● **Excerpted text**

Is it any wonder there was so much alumni resistance to going coed? What prideful alum would want to give all that up?

But we digress. Um, maybe this would be a good time to continue on to the Allegro of the Second Symphony.

IVES: Symphony No. 2:
ii. Allegro


Dallas Symphony Orchestra, Andrew Litton, cond. Hyperion, recorded Jan. 6-9, 2005

One curiosity: The Litton recording has the movement marking, normally just "Allegro," as "Allegro molto (con spirito)." It's an odd irony that LItton's performance is one of the less spirited I know.

[Parenthetical note: Did you notice that that's two cases in a row of British record companies recording American music with American orchestras; Hyperion in fact recorded all four Ives symphonies with Andrew Litton and the Dallas Symphony. (The Fourth Symphony, which was finally given its world premiere in 1965 by Leopold Stokowski with the orchestra he'd founded in 1962, the American Symphony, is quite a production -- I hope we'll have a chance to come back to it someday -- and if there's one thing Stoky knew, it was how to put on a show. Happily, Columbia made a recording at the time.) In addition, the Zinman-Baltimore Symphony Ives CD featuring the Holidays Symphony and Three Places in New England from which I extracted Thanksgiving and Forefathers' Day was recorded by yet another British company. I guess this is good, unless it means that American companies aren't doing the job.]

It's a wonder that Ives himself got to hear the Second Symphony. Indeed, it's lucky that, despite a lifelong litany of health problerms, he survived to surprisingly near his 80th birthday, because the symphony, written in 1902-10, wasn't performed until 1951, when it was conducted by a brash young conductor then making a name for himself, that name being Leonard Bernstein! By then Ives's Third Symphony (1910) had already been performed, way back in 1946, after a mere 36-year wait, and won the Pulitzer Prize.

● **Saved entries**

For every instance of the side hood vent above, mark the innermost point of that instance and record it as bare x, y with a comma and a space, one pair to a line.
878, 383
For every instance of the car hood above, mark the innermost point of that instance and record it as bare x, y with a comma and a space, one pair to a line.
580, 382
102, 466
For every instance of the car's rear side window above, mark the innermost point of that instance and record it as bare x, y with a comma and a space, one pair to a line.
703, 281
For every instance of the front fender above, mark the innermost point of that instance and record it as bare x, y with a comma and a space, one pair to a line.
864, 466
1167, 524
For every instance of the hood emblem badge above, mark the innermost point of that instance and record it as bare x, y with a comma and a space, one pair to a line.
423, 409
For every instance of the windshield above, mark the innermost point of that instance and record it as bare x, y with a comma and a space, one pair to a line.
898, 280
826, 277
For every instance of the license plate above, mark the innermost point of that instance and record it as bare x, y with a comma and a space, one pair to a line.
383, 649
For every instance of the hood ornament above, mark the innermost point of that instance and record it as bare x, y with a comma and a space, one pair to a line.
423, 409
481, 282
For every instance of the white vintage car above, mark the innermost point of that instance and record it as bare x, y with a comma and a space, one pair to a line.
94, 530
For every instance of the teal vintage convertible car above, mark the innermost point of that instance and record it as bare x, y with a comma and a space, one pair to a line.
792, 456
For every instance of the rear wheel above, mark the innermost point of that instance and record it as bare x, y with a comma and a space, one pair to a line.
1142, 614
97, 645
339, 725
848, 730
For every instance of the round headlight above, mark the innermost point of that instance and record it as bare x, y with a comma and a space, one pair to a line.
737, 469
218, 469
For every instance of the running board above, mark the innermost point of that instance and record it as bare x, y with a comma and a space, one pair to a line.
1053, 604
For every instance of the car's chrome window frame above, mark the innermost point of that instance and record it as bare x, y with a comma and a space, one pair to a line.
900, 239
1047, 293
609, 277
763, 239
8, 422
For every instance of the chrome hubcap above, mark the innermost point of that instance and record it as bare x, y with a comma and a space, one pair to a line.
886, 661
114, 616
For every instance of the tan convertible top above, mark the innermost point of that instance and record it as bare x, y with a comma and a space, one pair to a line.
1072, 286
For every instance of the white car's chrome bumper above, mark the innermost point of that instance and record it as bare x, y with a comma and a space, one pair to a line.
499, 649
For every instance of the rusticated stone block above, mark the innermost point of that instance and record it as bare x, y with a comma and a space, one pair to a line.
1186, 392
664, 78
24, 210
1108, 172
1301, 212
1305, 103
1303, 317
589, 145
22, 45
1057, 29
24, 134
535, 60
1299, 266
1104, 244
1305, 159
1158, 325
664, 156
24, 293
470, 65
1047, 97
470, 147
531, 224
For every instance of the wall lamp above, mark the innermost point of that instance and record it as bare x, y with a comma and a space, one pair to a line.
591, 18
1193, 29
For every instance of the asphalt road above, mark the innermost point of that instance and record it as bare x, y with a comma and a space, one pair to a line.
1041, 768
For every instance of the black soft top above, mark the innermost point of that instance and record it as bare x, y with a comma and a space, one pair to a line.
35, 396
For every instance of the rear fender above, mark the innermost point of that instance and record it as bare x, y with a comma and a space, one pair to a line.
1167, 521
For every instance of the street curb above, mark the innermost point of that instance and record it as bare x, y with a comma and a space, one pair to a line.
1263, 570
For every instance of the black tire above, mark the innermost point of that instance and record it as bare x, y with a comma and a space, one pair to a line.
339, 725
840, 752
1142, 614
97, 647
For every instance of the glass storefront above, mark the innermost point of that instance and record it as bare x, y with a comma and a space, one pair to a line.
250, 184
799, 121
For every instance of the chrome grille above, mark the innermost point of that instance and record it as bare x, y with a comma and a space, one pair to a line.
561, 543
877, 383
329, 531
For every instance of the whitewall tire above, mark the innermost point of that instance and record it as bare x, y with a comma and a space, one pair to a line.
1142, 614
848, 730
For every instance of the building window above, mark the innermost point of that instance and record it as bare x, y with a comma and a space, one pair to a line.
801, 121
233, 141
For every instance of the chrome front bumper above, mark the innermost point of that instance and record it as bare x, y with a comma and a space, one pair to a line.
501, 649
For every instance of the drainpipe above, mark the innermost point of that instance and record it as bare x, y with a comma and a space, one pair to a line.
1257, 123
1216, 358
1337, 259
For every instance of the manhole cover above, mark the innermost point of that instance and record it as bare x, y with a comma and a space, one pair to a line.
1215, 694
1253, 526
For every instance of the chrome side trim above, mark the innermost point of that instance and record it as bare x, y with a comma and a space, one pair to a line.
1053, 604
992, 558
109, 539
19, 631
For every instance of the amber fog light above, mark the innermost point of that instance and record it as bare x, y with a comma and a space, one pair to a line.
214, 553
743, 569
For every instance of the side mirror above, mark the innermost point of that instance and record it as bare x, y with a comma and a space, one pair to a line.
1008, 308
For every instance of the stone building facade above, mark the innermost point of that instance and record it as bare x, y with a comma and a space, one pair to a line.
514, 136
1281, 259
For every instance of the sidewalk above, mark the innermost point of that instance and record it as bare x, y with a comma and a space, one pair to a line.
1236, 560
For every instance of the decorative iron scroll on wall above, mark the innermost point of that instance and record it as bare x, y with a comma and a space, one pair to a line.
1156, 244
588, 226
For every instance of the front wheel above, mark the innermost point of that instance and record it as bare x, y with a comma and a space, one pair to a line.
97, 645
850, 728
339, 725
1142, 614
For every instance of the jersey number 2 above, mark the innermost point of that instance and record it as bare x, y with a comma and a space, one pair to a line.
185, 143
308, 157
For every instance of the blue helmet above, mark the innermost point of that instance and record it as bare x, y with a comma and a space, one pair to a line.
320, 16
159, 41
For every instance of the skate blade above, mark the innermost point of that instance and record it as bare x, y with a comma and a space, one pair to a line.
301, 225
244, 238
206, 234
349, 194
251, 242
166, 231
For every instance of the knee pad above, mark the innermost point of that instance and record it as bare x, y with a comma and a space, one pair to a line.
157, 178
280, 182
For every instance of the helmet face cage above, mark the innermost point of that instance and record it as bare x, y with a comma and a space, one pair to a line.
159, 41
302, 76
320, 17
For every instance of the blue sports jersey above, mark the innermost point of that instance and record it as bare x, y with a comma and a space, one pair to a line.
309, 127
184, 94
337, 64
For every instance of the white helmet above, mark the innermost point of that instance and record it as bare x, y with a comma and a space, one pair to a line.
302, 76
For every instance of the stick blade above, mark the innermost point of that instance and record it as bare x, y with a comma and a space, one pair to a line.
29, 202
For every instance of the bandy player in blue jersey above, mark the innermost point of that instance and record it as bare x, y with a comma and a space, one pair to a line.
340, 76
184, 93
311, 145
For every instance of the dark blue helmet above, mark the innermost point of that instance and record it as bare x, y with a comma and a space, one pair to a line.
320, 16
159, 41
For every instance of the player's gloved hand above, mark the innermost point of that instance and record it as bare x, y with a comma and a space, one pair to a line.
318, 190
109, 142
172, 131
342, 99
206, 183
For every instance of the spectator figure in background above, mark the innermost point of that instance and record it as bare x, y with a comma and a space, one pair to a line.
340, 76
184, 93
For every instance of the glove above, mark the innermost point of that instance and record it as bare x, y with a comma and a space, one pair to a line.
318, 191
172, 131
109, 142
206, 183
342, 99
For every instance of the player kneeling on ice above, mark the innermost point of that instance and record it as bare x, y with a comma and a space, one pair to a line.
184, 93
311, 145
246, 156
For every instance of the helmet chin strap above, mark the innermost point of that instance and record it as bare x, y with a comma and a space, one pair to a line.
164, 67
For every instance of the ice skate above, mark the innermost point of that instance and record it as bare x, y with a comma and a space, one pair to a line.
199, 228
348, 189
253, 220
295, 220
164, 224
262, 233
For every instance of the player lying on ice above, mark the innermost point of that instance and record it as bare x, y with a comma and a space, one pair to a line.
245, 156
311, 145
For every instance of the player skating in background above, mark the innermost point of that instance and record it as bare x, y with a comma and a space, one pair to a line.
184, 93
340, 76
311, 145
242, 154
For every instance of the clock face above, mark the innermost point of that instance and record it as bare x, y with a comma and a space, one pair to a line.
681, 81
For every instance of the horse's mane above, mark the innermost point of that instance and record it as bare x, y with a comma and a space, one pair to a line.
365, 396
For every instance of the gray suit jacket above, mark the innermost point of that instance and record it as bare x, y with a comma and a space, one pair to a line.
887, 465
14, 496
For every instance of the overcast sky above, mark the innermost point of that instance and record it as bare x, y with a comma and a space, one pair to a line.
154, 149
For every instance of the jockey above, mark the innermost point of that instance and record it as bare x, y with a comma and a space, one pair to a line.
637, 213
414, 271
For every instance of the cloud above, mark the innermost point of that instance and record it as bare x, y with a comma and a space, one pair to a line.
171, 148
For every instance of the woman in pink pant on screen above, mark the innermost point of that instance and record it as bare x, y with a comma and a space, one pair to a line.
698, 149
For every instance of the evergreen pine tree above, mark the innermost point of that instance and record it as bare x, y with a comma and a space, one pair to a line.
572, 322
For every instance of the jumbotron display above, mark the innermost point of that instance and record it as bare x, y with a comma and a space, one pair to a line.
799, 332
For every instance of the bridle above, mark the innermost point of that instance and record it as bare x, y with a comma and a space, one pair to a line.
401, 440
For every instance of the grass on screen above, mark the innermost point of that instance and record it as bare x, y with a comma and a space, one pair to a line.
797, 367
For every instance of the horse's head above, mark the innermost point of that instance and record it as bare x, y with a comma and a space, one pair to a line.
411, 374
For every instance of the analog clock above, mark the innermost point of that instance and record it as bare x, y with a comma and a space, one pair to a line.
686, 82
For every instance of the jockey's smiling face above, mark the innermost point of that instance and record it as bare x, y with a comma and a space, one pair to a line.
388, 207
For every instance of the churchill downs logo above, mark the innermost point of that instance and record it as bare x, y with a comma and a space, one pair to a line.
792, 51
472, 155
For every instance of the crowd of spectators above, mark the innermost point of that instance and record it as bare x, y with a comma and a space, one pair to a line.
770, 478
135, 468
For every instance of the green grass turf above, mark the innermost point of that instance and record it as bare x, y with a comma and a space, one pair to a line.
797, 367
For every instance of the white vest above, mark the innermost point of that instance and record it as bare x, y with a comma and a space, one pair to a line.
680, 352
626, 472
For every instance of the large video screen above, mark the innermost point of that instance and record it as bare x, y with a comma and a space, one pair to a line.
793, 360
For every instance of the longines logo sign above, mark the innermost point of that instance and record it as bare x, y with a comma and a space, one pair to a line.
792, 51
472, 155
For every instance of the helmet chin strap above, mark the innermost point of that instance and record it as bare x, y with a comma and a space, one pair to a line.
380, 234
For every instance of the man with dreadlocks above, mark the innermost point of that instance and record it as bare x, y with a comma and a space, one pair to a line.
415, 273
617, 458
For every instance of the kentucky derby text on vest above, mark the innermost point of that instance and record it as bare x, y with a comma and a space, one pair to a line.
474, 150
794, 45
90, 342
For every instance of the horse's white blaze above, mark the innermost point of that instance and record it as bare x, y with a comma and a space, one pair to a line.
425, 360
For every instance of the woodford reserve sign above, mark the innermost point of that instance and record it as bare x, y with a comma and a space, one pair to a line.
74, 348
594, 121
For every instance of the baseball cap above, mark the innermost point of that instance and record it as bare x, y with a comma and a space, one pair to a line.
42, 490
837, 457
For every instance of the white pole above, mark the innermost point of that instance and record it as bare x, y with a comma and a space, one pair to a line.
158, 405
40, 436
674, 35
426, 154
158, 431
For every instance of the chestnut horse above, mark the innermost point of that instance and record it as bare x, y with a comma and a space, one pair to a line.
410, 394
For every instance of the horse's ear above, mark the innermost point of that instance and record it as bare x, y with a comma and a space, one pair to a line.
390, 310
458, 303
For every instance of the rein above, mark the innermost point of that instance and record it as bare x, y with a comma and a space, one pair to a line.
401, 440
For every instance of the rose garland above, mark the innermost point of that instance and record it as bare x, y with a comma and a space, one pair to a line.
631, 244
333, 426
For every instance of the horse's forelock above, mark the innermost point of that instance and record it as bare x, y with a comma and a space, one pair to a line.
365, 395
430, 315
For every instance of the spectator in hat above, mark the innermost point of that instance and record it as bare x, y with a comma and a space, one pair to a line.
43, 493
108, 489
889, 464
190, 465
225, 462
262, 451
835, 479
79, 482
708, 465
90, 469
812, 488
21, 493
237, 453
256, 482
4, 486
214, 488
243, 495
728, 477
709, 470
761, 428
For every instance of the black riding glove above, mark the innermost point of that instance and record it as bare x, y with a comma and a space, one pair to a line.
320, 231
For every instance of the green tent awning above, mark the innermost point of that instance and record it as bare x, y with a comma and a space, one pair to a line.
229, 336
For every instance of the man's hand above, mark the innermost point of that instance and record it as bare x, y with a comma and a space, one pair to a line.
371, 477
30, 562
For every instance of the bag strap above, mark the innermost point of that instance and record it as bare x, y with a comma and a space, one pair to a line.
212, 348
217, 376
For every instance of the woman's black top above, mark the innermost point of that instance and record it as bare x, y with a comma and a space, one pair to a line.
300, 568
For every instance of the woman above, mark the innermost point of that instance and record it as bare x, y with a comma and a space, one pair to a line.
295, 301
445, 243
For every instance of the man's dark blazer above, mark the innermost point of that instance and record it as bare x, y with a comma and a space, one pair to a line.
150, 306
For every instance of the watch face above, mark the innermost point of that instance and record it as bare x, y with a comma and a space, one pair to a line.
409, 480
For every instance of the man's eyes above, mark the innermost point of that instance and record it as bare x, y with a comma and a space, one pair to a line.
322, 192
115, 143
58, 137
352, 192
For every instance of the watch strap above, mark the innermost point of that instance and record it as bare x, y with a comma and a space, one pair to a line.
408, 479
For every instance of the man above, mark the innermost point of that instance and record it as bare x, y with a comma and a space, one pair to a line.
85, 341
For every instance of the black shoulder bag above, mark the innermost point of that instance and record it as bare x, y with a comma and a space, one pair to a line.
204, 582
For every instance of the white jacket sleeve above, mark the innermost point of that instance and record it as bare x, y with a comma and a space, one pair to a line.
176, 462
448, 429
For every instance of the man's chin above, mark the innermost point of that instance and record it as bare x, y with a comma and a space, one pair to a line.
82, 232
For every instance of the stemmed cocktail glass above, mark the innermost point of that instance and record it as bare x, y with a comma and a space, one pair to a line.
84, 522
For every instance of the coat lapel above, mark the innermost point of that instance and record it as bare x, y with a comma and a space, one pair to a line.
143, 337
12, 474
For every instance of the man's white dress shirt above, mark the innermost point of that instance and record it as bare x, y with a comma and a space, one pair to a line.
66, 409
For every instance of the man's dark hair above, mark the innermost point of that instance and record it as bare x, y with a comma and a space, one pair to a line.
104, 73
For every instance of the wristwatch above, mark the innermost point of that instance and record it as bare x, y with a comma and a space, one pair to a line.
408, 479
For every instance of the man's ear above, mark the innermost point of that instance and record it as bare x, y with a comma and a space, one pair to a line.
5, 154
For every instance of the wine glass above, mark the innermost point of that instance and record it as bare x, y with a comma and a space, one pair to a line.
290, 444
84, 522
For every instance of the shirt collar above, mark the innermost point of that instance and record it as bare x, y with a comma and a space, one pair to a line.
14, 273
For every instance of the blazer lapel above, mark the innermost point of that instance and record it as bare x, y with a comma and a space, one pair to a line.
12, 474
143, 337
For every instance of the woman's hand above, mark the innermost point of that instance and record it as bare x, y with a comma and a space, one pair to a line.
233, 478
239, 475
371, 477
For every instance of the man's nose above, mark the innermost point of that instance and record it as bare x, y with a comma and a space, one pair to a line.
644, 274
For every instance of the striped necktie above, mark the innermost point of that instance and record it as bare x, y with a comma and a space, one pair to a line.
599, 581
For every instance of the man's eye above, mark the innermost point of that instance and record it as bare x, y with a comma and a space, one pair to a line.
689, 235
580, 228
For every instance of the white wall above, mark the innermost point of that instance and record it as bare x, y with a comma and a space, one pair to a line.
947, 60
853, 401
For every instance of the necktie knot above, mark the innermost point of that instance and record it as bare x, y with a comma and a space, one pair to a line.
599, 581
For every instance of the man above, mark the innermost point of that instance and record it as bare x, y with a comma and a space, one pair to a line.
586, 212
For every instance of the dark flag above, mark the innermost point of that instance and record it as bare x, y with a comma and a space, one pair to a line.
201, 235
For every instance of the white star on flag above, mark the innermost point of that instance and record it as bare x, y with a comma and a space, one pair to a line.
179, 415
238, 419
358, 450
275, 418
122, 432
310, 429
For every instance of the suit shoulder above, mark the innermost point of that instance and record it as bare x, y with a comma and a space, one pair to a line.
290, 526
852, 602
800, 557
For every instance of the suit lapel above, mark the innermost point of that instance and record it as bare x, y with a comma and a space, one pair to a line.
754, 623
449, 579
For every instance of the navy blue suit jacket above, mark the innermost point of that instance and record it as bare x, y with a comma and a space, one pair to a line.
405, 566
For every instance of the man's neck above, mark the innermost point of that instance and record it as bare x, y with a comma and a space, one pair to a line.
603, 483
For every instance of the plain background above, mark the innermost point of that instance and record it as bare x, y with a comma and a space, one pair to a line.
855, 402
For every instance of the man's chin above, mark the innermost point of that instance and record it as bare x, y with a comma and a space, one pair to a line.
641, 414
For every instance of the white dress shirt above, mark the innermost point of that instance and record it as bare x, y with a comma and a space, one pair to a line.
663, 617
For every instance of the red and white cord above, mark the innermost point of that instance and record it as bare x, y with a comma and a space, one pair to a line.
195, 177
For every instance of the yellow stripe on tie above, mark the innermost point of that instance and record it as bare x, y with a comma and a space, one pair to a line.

● **Written instruction A**
List every orchestra named in the passage about Ives's symphonies.
● **Written instruction B**
Continue the passage about Ives's symphonies from its last sentence onward.
The items have no connection to the passage about Ives's symphonies.

● **Exercise output A**
Dallas Symphony Orchestra, American Symphony, Baltimore Symphony

● **Exercise output B**
So what was Ives doing all that time when his music was busy being unheard? Selling insurance, or rather overseeing the selling of same, having cofounded his own firm, with considerable success. He was by general consent a visionary in the field. He trained seriously in music (he had worked first with his father, a band leader, then studied with Horatio Parker at Yale, producing his (fairly conventional) First Symphony as a senior thesis, but nobody was clamoring to hear his music, and he had to make a living, and he drifted into insurance and discovered he was good at it. Remarkably, he seems to have though of insurance in terms of how it could help the buyer; interestingly, he wound up making a very good living at it. (Hmm.)

Even as his career flourished (with the occasional bump), Ives continued composing well into the '20s, and then found himself unable to continue. We don't know why, but then, it can't be easy to maintain life as a composer when you never get to hear your music performed, and never get to experience other people experiencing it. At the same time, it can't be fun to find yourself unable to continue creating -- and we may guess at Ives's state of mind relative to composition by the fact that he declined to attend that much-belated 1946 premiere of his Third Symphony.

If you look up "labor of love" in the dictionary, or at any rate a dictionary with sound files, you'll hear Lenny B's 1958 recording of the Ives Second Symphony. Columbia Masterworks seems to have been dubious enough about its commercial prospects that it put the record in the "KS" rather than "MS" series, charging an extra buck, which was pretty chintzy for 40 minutes' worth of music. In compensation, they offered a little bonus record with a Lenny talk about Ives, but at some point -- before I bought my copy -- they seem to have stopped packing the bonus record, but not stopped charging the extra buck. Of course at standard discount prices of the era it was more like half a buck, but remember, the buck of those days was worth a lot closer to a dollar.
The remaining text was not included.